* **EXERCISE**
All of the material below is to be retyped exactly.

##### DATA TO PROCESS #####

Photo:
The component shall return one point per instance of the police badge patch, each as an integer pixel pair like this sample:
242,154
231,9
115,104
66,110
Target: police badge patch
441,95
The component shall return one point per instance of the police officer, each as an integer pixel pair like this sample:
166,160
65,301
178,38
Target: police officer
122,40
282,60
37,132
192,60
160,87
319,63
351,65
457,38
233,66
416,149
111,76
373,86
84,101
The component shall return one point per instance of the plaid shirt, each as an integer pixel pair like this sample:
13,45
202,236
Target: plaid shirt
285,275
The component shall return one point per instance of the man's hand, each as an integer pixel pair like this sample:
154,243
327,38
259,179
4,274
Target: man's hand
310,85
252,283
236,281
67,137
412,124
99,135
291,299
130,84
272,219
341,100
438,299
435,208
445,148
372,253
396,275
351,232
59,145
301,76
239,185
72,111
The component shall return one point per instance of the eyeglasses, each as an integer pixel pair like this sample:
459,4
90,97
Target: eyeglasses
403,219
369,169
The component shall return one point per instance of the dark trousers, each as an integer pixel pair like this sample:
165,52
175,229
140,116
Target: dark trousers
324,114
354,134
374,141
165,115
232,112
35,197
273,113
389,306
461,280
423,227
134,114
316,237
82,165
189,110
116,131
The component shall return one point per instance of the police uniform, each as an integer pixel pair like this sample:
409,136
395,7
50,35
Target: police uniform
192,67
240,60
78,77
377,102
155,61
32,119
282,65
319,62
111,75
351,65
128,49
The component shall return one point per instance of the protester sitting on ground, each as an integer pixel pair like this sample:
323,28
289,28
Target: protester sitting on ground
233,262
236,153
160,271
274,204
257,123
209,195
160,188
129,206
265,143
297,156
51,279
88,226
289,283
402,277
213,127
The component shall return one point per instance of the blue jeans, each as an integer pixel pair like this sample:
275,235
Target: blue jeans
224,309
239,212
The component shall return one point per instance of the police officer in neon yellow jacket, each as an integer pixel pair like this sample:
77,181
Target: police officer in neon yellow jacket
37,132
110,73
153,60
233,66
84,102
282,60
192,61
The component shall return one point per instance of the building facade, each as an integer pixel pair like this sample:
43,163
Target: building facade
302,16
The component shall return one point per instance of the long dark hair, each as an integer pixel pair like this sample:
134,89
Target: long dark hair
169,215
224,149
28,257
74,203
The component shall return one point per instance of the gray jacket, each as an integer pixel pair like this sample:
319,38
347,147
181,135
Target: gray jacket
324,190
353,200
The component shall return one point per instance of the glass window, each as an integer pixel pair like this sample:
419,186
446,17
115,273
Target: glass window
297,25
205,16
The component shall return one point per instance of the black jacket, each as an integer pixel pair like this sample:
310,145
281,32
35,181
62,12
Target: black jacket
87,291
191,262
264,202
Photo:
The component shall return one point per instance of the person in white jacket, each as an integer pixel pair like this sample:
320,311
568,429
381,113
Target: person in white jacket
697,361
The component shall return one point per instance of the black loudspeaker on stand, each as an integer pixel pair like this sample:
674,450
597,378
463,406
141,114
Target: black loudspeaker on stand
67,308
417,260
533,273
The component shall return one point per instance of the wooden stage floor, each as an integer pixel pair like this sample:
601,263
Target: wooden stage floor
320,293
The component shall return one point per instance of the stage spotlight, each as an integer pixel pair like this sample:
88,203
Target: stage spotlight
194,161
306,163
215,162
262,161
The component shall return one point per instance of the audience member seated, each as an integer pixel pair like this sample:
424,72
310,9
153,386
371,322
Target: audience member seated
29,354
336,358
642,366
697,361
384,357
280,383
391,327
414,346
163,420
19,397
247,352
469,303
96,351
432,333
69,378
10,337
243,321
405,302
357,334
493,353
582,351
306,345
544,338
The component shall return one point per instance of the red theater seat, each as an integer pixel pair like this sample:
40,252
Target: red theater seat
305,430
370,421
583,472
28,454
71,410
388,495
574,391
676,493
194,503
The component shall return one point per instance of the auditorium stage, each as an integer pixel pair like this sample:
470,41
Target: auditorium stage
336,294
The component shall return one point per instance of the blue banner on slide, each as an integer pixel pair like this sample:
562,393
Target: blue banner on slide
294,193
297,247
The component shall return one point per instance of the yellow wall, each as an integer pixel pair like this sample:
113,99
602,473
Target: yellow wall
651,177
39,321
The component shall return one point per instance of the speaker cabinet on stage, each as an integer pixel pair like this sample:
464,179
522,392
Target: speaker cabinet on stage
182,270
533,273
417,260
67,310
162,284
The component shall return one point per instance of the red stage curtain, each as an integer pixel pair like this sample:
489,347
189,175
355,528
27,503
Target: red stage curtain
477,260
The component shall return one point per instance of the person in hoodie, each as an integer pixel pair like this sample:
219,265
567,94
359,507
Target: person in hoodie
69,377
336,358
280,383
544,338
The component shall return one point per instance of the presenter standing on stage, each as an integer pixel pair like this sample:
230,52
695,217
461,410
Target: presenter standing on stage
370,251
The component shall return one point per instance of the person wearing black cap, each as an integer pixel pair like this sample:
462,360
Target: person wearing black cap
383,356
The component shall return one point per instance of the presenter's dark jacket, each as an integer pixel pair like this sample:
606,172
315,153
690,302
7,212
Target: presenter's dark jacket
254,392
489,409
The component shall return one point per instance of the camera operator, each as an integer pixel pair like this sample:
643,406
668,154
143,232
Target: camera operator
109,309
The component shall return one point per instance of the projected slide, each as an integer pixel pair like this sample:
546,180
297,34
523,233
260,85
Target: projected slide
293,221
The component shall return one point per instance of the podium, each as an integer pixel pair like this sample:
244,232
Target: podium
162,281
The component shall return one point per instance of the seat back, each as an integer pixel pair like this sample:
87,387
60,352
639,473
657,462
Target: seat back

#####

* **COMPLETE RESPONSE**
Photo:
The component shall return one point per instance of the police badge patch, each as an integer pixel pair like this sample:
242,154
231,9
115,104
66,110
Target: police badge patch
441,95
The component shall return one point per instance of the police officer, each as an integer pixel pair like this sample:
166,160
65,301
178,38
Target: police officer
122,40
282,60
37,132
192,60
160,87
319,63
351,65
457,38
233,66
416,149
111,76
373,86
84,101
The component shall return one point per instance of the plaid shirt, each as an integer pixel pair like this sample:
13,45
202,236
Target: plaid shirt
285,275
The component shall return one point per instance of the man's hand, each as an integer pixel pair like this sample:
154,243
327,38
259,179
4,274
Target: man's hand
310,85
252,283
236,281
67,137
412,124
99,135
291,299
130,84
272,219
341,100
438,299
435,208
445,148
372,253
396,275
351,232
59,145
301,76
239,185
72,111
The component shall return one point per instance of the eyeglasses, each as an integer pixel pair like this sample:
459,4
90,97
Target: eyeglasses
403,219
369,169
The component shall return one point per instance of the dark trousers, each as an integer pixel pair like this sample:
165,52
175,229
140,116
Target: dark trousers
324,114
354,134
374,141
165,115
232,112
35,197
273,113
389,306
461,280
423,227
134,114
316,237
82,165
189,110
116,131
The component shall return one point per instance of the police uniform, each as an integer pixel pair like this sample:
409,136
395,7
50,35
Target: police uniform
192,67
240,60
78,77
377,102
155,61
32,119
282,65
319,62
111,75
351,65
128,49
The component shall return one point per instance of the protester sitting on ground, each as an integer pixel pair like this sample:
323,28
289,28
Target: protester sitting on ground
233,262
236,153
160,271
274,204
257,123
209,195
160,188
129,206
265,143
297,156
51,279
88,226
289,283
402,277
213,127
The component shall return one point per instance of the blue jeans, each as an integer pixel pair like this sample:
275,235
Target: blue jeans
224,309
239,212
The component shall return one point per instance of the police officer in neon yellow jacket, each as an integer pixel pair like this sample:
77,181
Target: police officer in neon yellow jacket
37,132
110,73
153,60
233,66
84,102
282,60
192,61
The component shall return one point per instance of the building facade, each as an integer pixel pair like this sample:
43,163
Target: building facade
302,16
The component shall return one point per instance of the long dark hair, each as an integer pixel pair like this sample:
134,89
Target: long dark hair
169,215
224,149
28,257
74,203
The component shall return one point per instance of the gray jacket, each as an integer pixel pair like this sample:
319,38
347,147
181,135
Target: gray jacket
324,190
353,200
The component shall return one point per instance of the glass window, each as an integer pixel pair like this sample:
419,186
446,17
115,273
Target: glass window
297,25
205,16
The component shall return one point per instance of the black jacket, each as an integer pixel pair like this sample:
310,145
281,32
35,181
62,12
Target: black jacket
87,291
191,262
264,202
Photo:
The component shall return one point per instance of the person in white jacket, each as an integer pixel pair like this sample:
320,311
568,429
381,113
Target: person in white jacket
697,361
The component shall return one point per instance of the black loudspeaker on stand, each as an integer pixel pair like this sample:
674,450
597,378
463,406
141,114
Target: black loudspeaker on stand
67,308
417,260
533,273
The component shall return one point per instance of the wooden stage floor, each as an integer pixel pair like this sample:
601,263
Target: wooden stage floor
320,293
The component shall return one point per instance of the stage spotlight, each as an integer pixel pair like this sample:
88,203
Target: stage spotlight
194,161
306,163
215,162
262,161
The component shall return one point per instance of the audience member seated, each as an integer pixel pair like this sample:
424,72
310,9
153,386
371,322
Target: audience member seated
29,354
336,358
642,366
697,361
384,357
280,383
391,327
414,346
163,420
19,397
247,352
469,303
96,351
432,333
69,378
10,337
243,321
405,302
357,334
493,353
582,351
306,345
544,338
The component shall return one point per instance of the red theater seat, each as an integer pixel pair like this sample:
40,252
Target: red theater seat
305,430
370,421
583,472
28,454
71,410
388,495
574,391
676,493
194,503
The component shall return one point per instance of the auditorium stage, each as an integer pixel pair like this sample:
470,41
Target: auditorium stage
336,294
The component shall return one point per instance of the blue banner on slide, each as an integer pixel pair like this sample:
562,393
Target: blue banner on slide
294,193
297,247
The component shall return one point per instance of the yellow wall, each as an integer pixel pair like this sample:
113,99
602,473
Target: yellow wall
651,177
39,321
The component shall return one point per instance of the speaker cabinet on stage, each as an integer pixel pair like this sample:
464,179
522,392
Target: speaker cabinet on stage
182,270
533,273
417,260
67,310
162,284
The component shall return one point per instance of the red stage curtain, each as an integer pixel pair like this sample:
489,347
189,175
355,528
27,503
Target: red stage curtain
477,260
The component shall return one point per instance of the person in hoodie, each as an integer pixel pair like this sample:
219,265
567,94
359,507
Target: person in hoodie
69,377
336,358
280,383
544,338
The component shall return one point per instance of the presenter standing on stage, each as an integer pixel pair like this sample:
230,52
695,217
461,410
Target: presenter standing on stage
370,251
The component shall return one point per instance of the person wearing black cap, each as an integer pixel pair like this sample:
462,360
Target: person wearing black cap
383,356
The component shall return one point per instance of the presenter's dark jacket, each as an integer pixel pair like this sample:
606,172
315,153
690,302
7,212
Target: presenter's dark jacket
254,392
489,409
The component shall return one point per instance of the camera operator, each as an integer pixel pair like this sample:
643,406
668,154
143,232
Target: camera operator
109,309
The component shall return one point per instance of the projected slide, each as an integer pixel pair like this sample:
546,180
297,34
523,233
260,85
Target: projected slide
293,221
The component shall return one point per instance of the podium, each as an integer pixel pair like this sample:
244,232
Target: podium
162,281
The component shall return one point per instance of the seat back, each as an integer pixel pair like this sample:
87,387
60,352
639,473
657,462
Target: seat back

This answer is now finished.